* **WHAT IS REQUIRED**: Rewrite the lines starting at the one containing "the round headlight" and ending at the last line, replacing "tag it" with "mark it" and leaving everything else unchanged.

Dataset items:
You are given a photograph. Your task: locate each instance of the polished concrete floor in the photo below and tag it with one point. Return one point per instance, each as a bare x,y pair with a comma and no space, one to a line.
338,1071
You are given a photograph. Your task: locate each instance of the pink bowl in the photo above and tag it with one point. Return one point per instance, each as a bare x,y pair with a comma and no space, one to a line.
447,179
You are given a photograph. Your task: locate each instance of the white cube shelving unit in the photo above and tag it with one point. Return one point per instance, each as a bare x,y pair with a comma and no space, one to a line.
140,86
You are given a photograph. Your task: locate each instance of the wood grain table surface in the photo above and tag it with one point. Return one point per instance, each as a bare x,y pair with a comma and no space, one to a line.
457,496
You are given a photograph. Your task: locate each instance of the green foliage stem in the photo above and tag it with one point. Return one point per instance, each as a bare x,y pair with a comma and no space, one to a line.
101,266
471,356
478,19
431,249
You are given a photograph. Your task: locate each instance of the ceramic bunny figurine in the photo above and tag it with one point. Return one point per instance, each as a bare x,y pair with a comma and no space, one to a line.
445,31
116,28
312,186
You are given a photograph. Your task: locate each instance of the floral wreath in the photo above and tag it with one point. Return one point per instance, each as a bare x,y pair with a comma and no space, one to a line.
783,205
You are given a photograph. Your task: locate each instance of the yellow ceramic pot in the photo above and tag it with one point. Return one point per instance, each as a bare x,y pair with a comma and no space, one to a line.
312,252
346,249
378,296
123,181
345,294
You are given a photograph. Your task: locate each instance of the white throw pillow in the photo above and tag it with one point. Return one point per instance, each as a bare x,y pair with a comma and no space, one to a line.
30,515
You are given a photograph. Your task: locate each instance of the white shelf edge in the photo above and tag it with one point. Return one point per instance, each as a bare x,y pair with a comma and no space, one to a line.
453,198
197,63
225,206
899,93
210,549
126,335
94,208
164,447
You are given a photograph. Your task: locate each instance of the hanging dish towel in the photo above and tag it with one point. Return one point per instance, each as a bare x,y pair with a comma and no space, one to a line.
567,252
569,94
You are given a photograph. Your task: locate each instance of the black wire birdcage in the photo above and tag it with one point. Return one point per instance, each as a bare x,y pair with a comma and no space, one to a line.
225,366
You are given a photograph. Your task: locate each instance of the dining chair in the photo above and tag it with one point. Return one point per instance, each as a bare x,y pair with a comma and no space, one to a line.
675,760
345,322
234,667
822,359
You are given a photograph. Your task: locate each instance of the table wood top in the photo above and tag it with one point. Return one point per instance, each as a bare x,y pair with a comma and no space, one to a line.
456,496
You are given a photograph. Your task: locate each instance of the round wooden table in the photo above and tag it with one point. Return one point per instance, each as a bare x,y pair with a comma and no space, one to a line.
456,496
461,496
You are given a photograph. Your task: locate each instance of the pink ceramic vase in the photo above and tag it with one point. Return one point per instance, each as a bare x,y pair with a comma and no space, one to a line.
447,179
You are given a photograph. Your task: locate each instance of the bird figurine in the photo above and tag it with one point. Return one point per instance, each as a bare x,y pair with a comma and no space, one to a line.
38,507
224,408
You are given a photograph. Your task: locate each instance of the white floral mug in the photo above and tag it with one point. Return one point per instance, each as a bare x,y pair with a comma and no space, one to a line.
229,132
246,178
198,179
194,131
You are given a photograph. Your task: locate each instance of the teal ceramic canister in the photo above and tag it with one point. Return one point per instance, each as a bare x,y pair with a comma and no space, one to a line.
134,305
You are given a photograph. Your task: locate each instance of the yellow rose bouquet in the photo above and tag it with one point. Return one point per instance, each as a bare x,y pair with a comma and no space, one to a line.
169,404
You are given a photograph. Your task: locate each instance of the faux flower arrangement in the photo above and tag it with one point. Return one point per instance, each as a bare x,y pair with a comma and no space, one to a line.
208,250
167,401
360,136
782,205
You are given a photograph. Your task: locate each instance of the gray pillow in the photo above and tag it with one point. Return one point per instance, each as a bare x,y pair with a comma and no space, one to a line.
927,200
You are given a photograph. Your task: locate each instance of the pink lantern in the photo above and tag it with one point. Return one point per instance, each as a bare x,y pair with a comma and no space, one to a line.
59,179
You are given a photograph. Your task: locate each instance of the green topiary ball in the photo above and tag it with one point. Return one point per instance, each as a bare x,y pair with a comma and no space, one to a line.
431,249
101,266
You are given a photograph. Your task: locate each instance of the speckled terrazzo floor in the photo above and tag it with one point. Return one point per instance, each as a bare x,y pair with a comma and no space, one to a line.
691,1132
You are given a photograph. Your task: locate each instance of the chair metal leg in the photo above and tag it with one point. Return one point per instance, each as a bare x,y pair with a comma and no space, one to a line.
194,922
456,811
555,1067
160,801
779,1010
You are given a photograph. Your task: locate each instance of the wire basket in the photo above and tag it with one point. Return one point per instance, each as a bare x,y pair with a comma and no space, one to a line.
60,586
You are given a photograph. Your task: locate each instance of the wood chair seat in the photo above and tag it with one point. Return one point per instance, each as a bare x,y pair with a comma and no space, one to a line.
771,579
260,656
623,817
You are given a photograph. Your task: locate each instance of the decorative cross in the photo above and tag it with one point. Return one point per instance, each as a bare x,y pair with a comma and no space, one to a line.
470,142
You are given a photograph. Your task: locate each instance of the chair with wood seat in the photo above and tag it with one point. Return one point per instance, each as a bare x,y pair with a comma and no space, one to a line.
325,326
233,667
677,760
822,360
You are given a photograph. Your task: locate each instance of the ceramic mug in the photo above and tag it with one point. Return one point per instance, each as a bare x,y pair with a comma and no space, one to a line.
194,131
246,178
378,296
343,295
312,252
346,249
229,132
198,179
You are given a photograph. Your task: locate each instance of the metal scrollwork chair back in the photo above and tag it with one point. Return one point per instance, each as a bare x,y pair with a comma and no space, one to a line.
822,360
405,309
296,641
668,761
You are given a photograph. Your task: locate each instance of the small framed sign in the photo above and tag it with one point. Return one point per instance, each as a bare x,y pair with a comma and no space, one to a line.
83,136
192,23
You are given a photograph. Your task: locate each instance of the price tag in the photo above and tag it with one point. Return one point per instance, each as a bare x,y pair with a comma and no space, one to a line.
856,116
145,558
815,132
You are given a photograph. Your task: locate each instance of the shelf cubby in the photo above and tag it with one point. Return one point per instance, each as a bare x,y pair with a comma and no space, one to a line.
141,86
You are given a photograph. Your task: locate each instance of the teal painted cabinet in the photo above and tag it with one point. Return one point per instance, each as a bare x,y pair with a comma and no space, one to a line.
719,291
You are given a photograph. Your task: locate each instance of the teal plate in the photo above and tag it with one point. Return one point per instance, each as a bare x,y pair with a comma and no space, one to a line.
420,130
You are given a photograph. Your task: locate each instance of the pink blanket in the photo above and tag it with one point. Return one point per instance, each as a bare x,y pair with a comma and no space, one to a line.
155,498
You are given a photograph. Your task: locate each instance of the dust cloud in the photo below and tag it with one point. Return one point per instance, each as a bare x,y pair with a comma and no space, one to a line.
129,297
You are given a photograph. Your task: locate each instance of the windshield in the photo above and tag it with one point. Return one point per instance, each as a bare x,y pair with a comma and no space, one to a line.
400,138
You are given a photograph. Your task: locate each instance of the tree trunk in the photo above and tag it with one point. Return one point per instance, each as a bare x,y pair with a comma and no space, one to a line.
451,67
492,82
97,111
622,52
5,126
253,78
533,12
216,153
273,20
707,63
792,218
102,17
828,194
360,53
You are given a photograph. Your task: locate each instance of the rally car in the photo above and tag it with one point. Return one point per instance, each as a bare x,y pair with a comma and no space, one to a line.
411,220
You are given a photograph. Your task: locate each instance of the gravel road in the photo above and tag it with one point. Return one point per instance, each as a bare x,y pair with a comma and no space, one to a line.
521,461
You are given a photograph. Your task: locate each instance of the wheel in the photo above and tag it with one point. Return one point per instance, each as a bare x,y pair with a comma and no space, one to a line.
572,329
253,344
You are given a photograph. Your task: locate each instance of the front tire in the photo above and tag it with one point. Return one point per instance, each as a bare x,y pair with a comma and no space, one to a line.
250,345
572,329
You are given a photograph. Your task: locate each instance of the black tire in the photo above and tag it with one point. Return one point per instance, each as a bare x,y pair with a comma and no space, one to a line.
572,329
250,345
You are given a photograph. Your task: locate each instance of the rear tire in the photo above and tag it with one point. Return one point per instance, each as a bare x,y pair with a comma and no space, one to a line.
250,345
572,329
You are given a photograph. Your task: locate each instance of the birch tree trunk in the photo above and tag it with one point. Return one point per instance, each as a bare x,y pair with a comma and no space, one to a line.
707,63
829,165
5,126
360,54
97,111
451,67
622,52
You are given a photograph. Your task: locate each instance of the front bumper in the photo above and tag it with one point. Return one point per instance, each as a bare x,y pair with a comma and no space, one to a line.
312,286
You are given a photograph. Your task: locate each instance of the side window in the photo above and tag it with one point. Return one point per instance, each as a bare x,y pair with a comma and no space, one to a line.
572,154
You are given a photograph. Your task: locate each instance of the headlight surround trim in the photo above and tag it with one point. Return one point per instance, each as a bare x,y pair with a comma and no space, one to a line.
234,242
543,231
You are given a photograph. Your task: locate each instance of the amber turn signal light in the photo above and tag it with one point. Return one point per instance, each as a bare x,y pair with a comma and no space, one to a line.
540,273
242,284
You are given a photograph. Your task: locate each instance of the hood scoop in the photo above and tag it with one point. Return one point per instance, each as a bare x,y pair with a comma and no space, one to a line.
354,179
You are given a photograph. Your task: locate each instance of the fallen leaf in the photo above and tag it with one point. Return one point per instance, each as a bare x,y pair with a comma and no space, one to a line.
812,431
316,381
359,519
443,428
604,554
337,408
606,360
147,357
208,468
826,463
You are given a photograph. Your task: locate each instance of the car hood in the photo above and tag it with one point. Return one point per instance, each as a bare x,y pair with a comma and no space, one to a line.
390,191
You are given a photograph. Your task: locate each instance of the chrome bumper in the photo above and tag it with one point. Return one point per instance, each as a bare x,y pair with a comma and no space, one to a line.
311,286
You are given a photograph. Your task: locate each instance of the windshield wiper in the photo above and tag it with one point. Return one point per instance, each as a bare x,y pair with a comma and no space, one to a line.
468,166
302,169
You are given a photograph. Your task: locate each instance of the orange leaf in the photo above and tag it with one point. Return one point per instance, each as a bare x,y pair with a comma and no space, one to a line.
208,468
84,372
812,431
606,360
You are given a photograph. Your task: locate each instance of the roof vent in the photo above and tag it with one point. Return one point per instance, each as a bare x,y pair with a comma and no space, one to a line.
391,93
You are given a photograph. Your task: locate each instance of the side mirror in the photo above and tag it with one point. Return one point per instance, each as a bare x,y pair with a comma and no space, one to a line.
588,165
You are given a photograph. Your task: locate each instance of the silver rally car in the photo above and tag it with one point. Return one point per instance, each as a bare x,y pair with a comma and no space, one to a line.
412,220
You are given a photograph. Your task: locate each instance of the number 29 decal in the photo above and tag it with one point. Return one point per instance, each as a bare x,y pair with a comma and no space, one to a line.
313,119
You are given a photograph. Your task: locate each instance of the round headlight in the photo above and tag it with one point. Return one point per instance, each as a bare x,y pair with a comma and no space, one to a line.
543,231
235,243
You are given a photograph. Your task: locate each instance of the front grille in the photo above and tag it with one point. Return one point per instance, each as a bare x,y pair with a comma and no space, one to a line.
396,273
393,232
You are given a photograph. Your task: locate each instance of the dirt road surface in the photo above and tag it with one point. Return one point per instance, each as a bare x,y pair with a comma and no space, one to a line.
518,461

* **RESULT FOR THIS EXERCISE**:
You are given a photograph. Your task: locate each instance of the round headlight in the photo above and mark it with one point. Return one point per instance, each as a bare x,y pair with a comma and no space, one to a line.
543,231
235,243
You are given a photograph. Your task: locate each instance of the front grille in the photo above and mark it with one point. Return one point per instance, each as a bare x,y pair with a comma and no space, one to a line.
396,273
393,232
You are given a photograph. Your task: locate each instance of the dirt road surface in the photo above and mark it with one point. Return one point per instance, each as a bare x,y pair with a comma and no space, one to a line.
518,461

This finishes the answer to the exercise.